GIVEN REQUEST
Quote verbatim the lines of the material below from the one containing "Reviewer note: confirm that every instance of the plunging" through the end of the material, inclusive.

Location identification material
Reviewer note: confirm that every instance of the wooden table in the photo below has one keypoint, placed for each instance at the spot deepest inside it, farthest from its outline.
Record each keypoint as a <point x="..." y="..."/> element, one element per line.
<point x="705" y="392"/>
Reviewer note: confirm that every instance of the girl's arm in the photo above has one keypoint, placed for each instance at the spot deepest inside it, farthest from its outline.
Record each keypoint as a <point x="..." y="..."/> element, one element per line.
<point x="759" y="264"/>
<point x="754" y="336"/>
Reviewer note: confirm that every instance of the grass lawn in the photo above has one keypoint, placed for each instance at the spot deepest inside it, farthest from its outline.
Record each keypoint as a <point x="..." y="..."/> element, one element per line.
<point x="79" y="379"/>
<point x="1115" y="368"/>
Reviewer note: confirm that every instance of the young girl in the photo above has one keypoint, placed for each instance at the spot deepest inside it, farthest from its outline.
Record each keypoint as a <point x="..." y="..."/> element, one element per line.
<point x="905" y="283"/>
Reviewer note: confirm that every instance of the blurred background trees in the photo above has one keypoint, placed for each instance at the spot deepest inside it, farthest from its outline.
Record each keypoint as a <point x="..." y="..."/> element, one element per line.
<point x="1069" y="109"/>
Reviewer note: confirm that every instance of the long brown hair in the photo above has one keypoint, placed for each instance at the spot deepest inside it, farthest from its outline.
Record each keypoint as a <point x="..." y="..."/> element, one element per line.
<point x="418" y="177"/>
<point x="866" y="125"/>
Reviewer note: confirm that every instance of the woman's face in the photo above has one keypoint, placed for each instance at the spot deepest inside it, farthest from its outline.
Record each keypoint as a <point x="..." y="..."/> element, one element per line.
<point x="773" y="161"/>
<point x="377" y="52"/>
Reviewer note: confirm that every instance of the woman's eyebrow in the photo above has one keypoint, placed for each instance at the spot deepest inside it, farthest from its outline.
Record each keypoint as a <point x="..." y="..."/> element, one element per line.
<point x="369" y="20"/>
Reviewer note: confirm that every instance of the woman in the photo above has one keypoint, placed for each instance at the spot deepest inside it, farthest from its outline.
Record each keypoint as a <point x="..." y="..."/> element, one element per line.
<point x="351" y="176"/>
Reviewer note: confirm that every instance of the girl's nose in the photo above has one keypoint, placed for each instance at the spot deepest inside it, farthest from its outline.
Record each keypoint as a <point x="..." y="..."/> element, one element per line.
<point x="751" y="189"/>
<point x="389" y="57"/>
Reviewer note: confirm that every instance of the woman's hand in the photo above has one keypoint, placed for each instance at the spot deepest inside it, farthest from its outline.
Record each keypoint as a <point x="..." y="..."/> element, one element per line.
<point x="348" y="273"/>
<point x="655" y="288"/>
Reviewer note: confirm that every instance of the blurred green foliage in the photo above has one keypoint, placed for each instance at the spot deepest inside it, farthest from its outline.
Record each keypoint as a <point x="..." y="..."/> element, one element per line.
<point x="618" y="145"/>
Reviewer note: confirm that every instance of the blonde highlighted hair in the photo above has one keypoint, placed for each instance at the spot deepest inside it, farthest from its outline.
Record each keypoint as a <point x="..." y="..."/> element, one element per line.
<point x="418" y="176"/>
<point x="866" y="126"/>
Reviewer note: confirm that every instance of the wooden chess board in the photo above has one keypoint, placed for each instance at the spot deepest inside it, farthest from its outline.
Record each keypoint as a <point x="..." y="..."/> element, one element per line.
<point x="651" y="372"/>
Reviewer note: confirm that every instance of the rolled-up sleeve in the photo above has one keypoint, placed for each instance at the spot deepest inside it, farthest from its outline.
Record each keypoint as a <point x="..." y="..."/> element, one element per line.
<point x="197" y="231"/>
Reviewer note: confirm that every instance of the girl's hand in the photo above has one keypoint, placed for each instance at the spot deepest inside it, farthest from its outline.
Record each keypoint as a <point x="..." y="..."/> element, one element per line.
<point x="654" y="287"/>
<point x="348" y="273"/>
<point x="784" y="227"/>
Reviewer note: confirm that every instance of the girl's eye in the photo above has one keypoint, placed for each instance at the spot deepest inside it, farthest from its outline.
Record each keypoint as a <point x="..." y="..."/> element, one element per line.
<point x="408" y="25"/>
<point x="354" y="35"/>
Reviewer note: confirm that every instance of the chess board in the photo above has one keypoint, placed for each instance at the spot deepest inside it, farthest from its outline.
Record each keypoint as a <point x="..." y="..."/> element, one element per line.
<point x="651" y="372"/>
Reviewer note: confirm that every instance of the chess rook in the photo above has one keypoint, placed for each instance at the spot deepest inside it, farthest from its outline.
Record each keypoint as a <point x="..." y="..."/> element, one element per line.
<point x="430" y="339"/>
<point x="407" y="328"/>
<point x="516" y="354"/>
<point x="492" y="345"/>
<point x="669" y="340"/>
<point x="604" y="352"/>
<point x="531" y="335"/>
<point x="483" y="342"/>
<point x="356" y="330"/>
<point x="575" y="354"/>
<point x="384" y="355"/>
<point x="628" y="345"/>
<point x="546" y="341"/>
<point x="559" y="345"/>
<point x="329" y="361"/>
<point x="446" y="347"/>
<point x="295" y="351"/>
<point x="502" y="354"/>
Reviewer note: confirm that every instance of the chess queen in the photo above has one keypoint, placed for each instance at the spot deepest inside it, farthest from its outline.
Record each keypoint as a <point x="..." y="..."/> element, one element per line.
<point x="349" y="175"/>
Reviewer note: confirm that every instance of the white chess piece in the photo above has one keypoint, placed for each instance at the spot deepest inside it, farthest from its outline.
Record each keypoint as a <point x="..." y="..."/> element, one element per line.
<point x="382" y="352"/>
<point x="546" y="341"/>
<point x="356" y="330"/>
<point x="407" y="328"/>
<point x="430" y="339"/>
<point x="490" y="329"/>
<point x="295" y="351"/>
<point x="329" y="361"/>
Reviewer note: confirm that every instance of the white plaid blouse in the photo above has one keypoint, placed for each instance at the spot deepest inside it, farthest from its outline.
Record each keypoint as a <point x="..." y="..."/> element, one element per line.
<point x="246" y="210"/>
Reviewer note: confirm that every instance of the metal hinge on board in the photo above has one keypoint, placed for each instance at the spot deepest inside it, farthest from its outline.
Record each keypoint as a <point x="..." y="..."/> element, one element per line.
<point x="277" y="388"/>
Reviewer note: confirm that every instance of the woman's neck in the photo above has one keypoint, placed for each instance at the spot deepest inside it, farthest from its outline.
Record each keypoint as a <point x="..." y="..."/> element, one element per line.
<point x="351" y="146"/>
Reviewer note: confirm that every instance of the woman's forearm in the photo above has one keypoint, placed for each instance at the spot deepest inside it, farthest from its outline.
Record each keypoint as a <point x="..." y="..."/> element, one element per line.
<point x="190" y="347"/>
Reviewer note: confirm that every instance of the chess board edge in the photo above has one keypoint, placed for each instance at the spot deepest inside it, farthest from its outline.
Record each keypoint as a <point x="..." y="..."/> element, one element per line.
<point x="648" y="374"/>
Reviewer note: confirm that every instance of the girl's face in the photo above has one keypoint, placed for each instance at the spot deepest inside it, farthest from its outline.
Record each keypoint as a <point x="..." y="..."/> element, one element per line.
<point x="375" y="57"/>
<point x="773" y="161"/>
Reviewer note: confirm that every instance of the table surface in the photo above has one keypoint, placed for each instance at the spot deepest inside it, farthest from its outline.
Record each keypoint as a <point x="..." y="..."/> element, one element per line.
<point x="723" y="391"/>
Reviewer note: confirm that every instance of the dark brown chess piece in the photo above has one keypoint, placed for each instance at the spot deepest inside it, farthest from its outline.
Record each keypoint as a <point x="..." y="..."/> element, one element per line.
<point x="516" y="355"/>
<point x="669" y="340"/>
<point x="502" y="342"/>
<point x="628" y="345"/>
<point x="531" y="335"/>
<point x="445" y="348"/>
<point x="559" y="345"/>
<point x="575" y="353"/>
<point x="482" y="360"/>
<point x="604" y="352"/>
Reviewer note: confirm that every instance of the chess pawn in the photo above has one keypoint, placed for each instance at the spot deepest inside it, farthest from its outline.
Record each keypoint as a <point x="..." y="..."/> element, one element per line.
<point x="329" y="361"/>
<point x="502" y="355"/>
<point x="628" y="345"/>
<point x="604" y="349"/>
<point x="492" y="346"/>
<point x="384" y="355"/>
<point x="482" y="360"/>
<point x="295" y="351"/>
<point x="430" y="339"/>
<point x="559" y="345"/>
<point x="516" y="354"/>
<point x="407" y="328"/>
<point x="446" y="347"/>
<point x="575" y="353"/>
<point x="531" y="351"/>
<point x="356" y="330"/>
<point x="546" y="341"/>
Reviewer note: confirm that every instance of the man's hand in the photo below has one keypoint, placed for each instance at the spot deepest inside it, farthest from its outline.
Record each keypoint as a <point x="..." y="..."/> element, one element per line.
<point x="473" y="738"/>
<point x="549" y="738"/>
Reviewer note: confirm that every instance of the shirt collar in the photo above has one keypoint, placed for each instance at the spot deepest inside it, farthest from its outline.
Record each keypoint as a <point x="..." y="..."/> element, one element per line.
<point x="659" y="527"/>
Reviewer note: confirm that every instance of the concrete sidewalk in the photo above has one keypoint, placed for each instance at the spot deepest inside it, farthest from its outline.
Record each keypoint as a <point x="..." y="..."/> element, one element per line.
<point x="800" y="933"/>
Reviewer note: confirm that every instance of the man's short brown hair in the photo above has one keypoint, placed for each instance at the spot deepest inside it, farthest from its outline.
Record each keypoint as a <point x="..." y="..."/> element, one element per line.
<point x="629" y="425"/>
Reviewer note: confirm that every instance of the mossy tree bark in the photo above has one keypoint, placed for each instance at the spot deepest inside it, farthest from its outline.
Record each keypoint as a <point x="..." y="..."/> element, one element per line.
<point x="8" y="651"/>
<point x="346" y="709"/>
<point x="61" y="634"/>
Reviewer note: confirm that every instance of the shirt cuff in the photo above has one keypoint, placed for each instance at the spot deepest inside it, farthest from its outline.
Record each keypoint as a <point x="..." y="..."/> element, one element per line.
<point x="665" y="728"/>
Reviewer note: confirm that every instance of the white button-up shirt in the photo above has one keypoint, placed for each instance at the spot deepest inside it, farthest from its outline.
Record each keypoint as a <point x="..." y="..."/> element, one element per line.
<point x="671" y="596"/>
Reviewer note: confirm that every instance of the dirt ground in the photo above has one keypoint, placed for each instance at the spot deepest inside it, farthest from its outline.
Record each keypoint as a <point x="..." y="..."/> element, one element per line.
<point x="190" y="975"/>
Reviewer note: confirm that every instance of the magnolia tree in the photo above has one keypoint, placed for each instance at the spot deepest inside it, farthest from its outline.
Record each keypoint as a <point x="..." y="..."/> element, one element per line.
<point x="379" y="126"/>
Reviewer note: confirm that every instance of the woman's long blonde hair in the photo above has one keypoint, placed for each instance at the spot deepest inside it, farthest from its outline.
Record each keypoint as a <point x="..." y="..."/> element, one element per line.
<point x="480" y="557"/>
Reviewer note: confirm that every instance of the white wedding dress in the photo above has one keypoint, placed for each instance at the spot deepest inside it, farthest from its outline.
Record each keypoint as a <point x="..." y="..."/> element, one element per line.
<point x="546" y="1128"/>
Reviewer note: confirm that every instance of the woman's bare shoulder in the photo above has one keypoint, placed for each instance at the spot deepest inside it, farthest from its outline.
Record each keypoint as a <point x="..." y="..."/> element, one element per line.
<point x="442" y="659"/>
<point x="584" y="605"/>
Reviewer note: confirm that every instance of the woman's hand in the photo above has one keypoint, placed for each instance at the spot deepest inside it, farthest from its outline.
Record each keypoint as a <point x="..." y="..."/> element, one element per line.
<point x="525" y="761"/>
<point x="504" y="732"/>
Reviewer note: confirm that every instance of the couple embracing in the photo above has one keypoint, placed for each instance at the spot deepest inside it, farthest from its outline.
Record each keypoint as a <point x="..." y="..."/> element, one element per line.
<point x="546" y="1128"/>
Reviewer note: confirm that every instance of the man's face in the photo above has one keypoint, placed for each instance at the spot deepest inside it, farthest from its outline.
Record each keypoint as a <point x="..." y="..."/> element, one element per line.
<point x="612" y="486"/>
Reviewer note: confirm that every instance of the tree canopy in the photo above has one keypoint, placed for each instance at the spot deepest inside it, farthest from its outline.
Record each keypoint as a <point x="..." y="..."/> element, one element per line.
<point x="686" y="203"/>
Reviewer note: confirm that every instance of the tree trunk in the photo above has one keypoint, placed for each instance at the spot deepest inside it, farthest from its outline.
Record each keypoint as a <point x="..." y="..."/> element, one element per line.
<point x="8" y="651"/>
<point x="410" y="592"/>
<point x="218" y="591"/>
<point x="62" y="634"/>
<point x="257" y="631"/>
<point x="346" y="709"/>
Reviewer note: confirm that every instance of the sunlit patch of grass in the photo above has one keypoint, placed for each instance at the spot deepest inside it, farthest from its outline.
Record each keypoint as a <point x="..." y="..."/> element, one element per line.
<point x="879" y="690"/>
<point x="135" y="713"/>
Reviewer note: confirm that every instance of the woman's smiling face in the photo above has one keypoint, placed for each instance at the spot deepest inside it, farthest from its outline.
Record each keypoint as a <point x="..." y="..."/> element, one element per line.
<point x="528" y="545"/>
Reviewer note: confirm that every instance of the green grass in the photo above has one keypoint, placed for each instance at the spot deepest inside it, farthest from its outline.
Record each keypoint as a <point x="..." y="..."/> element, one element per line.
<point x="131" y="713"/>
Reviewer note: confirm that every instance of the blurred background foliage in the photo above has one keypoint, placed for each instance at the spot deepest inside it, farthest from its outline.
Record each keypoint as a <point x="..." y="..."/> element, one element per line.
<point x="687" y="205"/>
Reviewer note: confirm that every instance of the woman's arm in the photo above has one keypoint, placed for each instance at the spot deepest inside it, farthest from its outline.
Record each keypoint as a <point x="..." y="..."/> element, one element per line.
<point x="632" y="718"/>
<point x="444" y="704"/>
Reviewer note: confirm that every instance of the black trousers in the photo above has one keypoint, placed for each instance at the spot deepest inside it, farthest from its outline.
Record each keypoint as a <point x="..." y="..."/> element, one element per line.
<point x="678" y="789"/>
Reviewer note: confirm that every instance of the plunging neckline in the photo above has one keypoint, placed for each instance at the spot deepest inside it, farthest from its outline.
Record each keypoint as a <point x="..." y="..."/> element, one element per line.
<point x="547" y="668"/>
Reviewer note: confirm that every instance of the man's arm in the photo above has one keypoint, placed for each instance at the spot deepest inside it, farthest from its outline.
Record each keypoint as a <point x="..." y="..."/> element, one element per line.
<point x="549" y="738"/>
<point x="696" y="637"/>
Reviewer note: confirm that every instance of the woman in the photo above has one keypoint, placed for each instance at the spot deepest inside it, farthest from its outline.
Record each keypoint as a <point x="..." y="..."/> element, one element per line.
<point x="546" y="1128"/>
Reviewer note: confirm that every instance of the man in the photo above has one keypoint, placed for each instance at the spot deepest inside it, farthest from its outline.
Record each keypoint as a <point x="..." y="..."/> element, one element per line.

SOLUTION TO THIS EXERCISE
Reviewer note: confirm that every instance of the plunging neckline in the photo above has one keypoint, placed for each instance at the spot deepest inside it, farthest from its outline.
Record each keypoint as a <point x="..." y="..."/> element, one element per line.
<point x="547" y="668"/>
Reviewer note: confirm that every instance of the man's arm in the photo above has one keypoint, placed for each instance at the spot deepest inside it, farthest from its outline.
Record each keypoint as a <point x="..." y="..."/> element, one element per line.
<point x="549" y="738"/>
<point x="696" y="637"/>
Reviewer note: confirm that every instance of the woman in the photo above has one keypoint, placed for each instance at the spot deepest inside it, farthest from its outline.
Record each keypoint as a <point x="..." y="..."/> element, one element per line.
<point x="546" y="1128"/>
Reviewer note: confirm that every instance of the man in the photo above has one keypoint, placed for each instance at the spot deepest inside it, farthest from its outline.
Record each keypoint as a <point x="..." y="..."/> element, one element per line.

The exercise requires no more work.